== DIRECTIVES ==
a) In the travel passage, write out the part starting at "Photo credit: Jônatas" and ending at "not be disappointed.", substituting "bus" for "train".
b) Condense the paragraph of the travel passage that begins "As the saying goes" into a short bulleted list that keeps its main facts.
c) Carry on the travel passage past its last sentence.

== DOCUMENT TEXT ==
----
Photo credit: Jônatas Cunha
As the saying goes, “Difficult roads often lead to beautiful destinations.” In this case, off-beaten paths, lead you to some of the most amazing and beautiful destinations in the world. Are you prepared to ride more than 40 hours on the train? Or brave a land of extremes coldness and dryness? Perhaps, you would fly 800 miles and then drive on challenging dirt roads 200 miles for the most beautiful cave network in the world? Whichever you choose, you will not be disappointed.
----
== RECORDED INFORMATION ==
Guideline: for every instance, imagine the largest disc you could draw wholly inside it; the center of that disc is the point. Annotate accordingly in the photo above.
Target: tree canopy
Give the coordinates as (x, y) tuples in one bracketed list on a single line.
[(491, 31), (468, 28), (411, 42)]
----
== THE ANSWERS ==
a)
Photo credit: Jônatas Cunha
As the saying goes, “Difficult roads often lead to beautiful destinations.” In this case, off-beaten paths, lead you to some of the most amazing and beautiful destinations in the world. Are you prepared to ride more than 40 hours on the bus? Or brave a land of extremes coldness and dryness? Perhaps, you would fly 800 miles and then drive on challenging dirt roads 200 miles for the most beautiful cave network in the world? Whichever you choose, you will not be disappointed.

b)
- Saying: "Difficult roads often lead to beautiful destinations."
- Off-beaten paths lead to some of the world's most amazing and beautiful destinations.
- Possible trips:
  - A train ride of more than 40 hours
  - A land of extreme cold and dryness
  - An 800-mile flight, then 200 miles on challenging dirt roads, to reach the most beautiful cave network in the world
- Whichever you choose, you will not be disappointed.

c)
Beautiful Destinations down the Off-beaten Paths
Tibet, Ganden monastery – Erik Törner
Tibet, often called the “roof of the world” or what a friend said, “the closest land to heaven”, is the highest region on Earth (according to Wikipedia), with an average elevation of 4,900 metres (16,000 ft). Locked away in the mountain of the Himalayas, it has been a mystery to the outside world for centuries until its doors were finally flung open in the mid-1980s. In recent years, due to increased interest in Tibetan Buddhism, tourism has become an increasingly important sector. This mysterious Buddhist kingdom is further made more accessible in 2006 with the Qingzang railway, linking Lhasa, the Tibet Autonomous Region to Qinghai Province. Today, the easiest way is flying to Tibet from Beijing, Shanghai, Chengdu or Kathmandu within 2 or 3 hours. However, taking a train to Tibet is the top choice for many foreign tourists to Tibet because of the breathtaking scenery along the Qinghai-Tibet Railway. So sit back and relax, it will take more than 40 hours to get to Tibet by train.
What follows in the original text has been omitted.